(Records)
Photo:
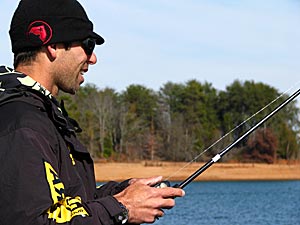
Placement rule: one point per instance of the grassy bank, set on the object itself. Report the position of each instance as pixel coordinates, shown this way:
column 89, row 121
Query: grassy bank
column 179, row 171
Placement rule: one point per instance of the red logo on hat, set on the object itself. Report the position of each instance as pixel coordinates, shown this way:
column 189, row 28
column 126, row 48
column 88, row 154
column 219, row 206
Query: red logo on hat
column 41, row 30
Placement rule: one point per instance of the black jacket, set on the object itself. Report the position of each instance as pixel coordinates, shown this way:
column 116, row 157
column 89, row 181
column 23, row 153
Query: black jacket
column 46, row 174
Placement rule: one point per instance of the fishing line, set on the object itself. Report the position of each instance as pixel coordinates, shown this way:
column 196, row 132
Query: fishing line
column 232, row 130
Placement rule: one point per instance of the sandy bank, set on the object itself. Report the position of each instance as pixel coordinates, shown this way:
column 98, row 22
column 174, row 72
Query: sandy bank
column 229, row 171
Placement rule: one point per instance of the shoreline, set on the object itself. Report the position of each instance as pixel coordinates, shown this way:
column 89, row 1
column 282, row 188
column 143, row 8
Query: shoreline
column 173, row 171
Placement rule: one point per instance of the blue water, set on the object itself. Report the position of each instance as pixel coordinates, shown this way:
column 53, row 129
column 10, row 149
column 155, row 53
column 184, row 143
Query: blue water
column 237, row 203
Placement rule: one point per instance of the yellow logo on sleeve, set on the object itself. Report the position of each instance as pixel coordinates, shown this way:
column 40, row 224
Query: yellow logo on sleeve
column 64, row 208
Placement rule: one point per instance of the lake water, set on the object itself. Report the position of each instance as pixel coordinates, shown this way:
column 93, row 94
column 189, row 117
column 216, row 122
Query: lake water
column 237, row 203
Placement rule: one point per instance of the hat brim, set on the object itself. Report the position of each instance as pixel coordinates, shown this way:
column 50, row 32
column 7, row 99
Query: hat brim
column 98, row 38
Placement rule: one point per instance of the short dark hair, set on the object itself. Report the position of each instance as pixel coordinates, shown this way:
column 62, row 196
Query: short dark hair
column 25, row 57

WHAT YOU WILL DO:
Write out all of the rows above word for word, leaving out the pictures.

CORRECT RESULT:
Photo:
Placement rule: one point per instance of the grassy bank, set on the object itself. Report the position of each instance as pixel coordinates, shown this way:
column 89, row 121
Query: grassy bank
column 179, row 171
Placement rule: one point per instance of the red logo on hat, set on the object itself. Report the position of each instance as pixel coordinates, shown this way:
column 189, row 28
column 126, row 48
column 88, row 154
column 219, row 206
Query: red logo on hat
column 41, row 30
Placement rule: one point per instance of the black jacket, set on the object itself. Report the position of each instance as pixel coordinates, shown this way:
column 116, row 157
column 89, row 181
column 23, row 153
Query: black jacket
column 46, row 174
Placement rule: one point per instance of the fishing line, set on the object itself. Report the position of each instance as pixel coordinates, shown this way:
column 196, row 132
Query: fishing line
column 232, row 130
Placement rule: one point per instance of the sandy bank, set on the object itself. Report the position of each instance as pixel coordinates, shown this way:
column 98, row 22
column 174, row 72
Query: sandy bank
column 229, row 171
Placement rule: one point per instance of the shoreline, set on the object itself. Report the position of each instance as pixel coordinates, shown this way:
column 89, row 1
column 282, row 188
column 143, row 8
Query: shoreline
column 173, row 171
Placement rule: one point per instance of the blue water, set on the object itself. Report the position of each instance as pixel coordinates, shown this way:
column 53, row 129
column 10, row 149
column 155, row 53
column 184, row 143
Query: blue water
column 237, row 203
Placement rule: one point per instance of the yellow logo on sleeve, set on the object itself. Report the position of each instance as pixel coordinates, shown this way:
column 40, row 224
Query: yellow logo on sleeve
column 64, row 208
Placement rule: one point per instance of the lake water, set on the object itself. Report the position of each instance as pixel coordinates, shown this way:
column 93, row 94
column 189, row 117
column 216, row 122
Query: lake water
column 237, row 203
Placement rule: one point per instance of the hat brim, set on the object itself. Report the position of each instance as pixel coordinates, shown this way:
column 50, row 32
column 7, row 99
Query: hat brim
column 98, row 38
Placement rule: one point per instance of the short dark hair, set on the object itself. Report the position of each instance as pixel coordinates, shown this way:
column 62, row 196
Query: short dark hair
column 25, row 57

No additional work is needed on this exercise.